SET EXERCISE
Which lines in the records below contain the word "artwork"? Select each of them and copy it out.

[Pointing dataset excerpts]
┌──

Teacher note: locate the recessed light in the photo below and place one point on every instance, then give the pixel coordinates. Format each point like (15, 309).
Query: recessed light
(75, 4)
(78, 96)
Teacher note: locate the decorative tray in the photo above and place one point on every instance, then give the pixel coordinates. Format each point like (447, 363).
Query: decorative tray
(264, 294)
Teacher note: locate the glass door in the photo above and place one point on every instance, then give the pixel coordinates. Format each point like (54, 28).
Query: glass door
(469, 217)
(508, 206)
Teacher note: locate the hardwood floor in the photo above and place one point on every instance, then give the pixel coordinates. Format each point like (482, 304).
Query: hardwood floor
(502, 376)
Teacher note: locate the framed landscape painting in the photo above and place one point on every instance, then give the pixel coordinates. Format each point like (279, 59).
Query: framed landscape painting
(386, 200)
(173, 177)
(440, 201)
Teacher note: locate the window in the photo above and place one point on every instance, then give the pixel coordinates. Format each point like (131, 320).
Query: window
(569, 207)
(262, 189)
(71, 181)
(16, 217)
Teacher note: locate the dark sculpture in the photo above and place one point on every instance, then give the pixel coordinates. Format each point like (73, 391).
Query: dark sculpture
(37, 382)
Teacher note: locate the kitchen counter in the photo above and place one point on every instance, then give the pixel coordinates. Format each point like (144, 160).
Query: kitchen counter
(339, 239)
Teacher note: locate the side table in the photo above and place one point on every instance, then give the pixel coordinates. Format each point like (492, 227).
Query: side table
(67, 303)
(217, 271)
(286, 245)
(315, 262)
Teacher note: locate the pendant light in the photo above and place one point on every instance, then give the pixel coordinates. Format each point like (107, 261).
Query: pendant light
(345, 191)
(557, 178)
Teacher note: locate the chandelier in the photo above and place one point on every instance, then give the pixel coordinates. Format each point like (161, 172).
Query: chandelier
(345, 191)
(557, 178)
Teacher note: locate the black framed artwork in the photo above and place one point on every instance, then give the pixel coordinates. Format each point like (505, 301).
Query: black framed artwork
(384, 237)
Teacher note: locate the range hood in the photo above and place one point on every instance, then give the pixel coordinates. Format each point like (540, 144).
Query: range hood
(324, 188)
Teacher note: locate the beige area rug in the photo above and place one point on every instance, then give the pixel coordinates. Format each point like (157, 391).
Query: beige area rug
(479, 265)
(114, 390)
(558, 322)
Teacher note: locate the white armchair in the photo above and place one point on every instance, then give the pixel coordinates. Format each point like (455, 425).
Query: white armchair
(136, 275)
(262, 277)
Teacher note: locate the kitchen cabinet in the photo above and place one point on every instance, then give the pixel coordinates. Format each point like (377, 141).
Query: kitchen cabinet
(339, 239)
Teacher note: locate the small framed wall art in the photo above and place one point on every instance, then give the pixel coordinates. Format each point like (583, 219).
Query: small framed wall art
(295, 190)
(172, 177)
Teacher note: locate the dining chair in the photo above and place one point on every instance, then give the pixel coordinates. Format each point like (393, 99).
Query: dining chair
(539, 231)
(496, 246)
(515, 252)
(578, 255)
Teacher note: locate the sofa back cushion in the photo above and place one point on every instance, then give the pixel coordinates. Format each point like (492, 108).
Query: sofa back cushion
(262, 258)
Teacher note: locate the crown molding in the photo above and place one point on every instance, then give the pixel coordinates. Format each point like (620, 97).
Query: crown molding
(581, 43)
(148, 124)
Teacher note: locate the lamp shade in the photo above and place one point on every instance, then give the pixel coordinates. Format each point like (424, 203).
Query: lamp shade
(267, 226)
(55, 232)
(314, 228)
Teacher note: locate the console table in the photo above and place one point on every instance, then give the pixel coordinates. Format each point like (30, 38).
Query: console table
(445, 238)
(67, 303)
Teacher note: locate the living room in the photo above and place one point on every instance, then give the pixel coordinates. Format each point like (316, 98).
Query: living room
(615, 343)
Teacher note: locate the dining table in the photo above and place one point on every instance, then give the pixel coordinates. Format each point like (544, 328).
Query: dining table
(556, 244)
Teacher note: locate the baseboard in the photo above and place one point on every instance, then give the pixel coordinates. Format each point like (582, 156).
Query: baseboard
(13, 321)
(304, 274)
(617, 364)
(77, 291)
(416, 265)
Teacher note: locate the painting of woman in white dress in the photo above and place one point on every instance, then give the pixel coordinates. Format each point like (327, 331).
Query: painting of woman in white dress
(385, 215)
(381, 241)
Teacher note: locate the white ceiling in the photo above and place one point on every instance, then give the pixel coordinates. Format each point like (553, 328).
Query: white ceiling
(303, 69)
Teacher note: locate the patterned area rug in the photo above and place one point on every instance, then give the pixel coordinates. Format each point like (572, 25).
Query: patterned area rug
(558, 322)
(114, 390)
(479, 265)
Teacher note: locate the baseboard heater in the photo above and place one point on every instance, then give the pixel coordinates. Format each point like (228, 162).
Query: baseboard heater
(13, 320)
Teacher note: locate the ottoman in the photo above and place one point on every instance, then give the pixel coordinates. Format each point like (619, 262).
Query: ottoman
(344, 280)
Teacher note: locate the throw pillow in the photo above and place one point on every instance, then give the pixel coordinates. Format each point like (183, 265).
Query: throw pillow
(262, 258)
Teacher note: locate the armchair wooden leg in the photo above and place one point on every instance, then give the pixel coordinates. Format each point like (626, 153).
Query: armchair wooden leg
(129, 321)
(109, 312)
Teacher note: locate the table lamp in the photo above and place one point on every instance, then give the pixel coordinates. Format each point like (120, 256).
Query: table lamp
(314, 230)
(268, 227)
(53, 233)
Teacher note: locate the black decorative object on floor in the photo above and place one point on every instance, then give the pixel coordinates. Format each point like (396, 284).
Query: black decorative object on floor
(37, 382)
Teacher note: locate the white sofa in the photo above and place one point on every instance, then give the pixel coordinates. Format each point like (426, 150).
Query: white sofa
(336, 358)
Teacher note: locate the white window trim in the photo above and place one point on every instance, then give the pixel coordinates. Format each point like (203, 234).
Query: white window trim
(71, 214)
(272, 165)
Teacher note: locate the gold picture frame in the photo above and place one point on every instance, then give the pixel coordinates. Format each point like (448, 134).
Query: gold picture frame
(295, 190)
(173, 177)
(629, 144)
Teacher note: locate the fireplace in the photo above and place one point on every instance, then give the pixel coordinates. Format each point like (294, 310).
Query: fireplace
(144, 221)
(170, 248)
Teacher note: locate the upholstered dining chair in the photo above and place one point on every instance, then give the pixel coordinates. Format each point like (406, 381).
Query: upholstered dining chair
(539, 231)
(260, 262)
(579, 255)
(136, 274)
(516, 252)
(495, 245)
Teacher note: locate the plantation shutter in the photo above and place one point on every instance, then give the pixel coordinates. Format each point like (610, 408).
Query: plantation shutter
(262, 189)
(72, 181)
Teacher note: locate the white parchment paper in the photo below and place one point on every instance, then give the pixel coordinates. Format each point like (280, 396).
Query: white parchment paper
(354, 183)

└──
┌──

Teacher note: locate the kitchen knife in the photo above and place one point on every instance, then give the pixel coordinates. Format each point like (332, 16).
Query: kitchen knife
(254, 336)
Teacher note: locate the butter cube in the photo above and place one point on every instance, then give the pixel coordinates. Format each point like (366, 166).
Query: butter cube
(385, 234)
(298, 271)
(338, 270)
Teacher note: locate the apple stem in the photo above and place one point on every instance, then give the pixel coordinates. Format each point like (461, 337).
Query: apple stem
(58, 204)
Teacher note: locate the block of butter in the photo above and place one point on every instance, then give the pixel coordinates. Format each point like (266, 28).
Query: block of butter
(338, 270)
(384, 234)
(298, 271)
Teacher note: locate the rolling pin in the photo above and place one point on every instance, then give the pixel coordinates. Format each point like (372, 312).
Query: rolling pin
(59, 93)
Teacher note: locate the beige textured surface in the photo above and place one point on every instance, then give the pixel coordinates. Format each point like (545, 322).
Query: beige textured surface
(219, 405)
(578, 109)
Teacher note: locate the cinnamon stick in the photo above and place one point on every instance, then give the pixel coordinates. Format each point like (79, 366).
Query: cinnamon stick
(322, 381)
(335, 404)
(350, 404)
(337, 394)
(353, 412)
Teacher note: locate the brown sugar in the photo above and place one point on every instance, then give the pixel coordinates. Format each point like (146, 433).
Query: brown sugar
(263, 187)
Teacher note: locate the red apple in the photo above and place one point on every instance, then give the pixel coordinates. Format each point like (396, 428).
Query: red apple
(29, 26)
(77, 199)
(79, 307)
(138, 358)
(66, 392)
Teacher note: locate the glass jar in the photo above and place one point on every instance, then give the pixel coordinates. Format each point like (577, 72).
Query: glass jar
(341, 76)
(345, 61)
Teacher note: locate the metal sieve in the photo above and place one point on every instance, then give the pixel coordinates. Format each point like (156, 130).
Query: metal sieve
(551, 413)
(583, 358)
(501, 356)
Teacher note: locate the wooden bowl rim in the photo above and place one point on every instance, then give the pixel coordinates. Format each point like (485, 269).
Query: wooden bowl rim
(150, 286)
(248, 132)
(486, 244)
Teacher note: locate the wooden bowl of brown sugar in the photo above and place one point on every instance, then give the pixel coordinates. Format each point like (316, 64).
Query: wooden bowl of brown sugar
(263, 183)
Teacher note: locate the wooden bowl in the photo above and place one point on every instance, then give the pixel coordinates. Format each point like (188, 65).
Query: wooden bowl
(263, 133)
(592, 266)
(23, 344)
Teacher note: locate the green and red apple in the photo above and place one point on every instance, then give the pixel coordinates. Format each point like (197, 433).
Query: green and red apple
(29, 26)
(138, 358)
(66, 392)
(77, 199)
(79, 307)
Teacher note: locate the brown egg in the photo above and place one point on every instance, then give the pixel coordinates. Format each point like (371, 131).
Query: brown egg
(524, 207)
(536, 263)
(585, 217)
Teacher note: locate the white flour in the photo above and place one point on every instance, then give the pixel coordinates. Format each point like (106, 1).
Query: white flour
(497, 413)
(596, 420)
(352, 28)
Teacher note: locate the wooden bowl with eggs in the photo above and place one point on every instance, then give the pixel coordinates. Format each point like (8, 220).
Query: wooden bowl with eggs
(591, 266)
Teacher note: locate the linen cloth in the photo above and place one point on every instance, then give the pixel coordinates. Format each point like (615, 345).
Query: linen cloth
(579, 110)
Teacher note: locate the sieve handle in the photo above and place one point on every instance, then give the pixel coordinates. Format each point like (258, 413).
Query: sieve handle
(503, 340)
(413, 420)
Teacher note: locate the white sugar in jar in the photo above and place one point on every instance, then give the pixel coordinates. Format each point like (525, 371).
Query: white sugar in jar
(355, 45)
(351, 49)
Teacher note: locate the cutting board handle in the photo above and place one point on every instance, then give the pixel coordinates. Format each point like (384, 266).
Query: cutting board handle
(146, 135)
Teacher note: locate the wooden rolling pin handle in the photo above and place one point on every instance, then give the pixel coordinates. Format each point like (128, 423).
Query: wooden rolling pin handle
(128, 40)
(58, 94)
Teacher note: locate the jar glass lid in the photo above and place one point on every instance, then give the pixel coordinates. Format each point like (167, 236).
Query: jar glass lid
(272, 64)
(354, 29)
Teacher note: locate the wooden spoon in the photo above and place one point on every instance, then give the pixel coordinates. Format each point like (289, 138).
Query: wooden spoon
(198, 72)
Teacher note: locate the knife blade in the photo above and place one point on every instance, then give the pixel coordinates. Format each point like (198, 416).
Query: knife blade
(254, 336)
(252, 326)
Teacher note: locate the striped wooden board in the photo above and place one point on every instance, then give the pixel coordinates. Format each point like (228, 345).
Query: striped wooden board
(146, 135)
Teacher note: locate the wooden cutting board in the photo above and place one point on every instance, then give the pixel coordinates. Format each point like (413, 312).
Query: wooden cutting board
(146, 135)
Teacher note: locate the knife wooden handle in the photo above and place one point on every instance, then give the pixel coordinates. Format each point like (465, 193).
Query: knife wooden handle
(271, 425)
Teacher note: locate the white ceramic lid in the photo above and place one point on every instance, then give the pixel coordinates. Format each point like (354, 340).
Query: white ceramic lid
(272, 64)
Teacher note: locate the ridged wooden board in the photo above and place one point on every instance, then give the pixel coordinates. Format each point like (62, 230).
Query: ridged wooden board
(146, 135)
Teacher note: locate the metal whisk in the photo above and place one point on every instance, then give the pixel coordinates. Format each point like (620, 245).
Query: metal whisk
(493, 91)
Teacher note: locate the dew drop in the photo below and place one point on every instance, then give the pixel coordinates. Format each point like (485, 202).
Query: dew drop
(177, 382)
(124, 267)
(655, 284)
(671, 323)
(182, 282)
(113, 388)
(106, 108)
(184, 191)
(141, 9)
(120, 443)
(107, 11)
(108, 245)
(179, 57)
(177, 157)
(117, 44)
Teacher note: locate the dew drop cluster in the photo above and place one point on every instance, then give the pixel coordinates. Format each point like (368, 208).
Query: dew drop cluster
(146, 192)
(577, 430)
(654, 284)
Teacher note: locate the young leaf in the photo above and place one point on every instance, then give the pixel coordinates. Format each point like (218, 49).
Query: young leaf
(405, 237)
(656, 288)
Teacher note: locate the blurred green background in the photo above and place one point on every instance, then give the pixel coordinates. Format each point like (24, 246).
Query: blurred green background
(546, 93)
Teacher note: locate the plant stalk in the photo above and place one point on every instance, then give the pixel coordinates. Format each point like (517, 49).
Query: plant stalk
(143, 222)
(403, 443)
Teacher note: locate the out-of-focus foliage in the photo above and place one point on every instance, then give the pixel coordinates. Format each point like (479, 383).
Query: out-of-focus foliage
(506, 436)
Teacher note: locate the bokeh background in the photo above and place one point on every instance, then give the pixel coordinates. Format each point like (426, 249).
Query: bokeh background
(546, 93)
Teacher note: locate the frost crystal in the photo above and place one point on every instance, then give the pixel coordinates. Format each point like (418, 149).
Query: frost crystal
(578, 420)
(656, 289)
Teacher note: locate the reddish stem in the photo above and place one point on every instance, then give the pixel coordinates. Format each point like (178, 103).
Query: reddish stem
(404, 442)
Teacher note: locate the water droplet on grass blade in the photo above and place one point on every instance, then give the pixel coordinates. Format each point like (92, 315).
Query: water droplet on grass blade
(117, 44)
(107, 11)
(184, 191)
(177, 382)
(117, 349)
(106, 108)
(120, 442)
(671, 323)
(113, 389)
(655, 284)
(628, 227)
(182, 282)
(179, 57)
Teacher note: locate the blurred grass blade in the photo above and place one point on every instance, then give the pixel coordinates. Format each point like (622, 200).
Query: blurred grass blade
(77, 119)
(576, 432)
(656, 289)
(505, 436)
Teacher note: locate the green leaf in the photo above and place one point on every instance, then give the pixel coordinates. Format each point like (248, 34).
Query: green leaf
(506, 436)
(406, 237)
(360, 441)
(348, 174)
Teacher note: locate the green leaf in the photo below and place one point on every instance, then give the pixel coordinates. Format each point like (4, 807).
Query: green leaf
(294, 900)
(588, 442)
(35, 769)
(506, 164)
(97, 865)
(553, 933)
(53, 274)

└──

FINAL RESULT
Teacher note: locate the black framed artwork in the photo above and place one point on every instance, then give the pixel coordinates. Format each point like (505, 301).
Query: black framed artwork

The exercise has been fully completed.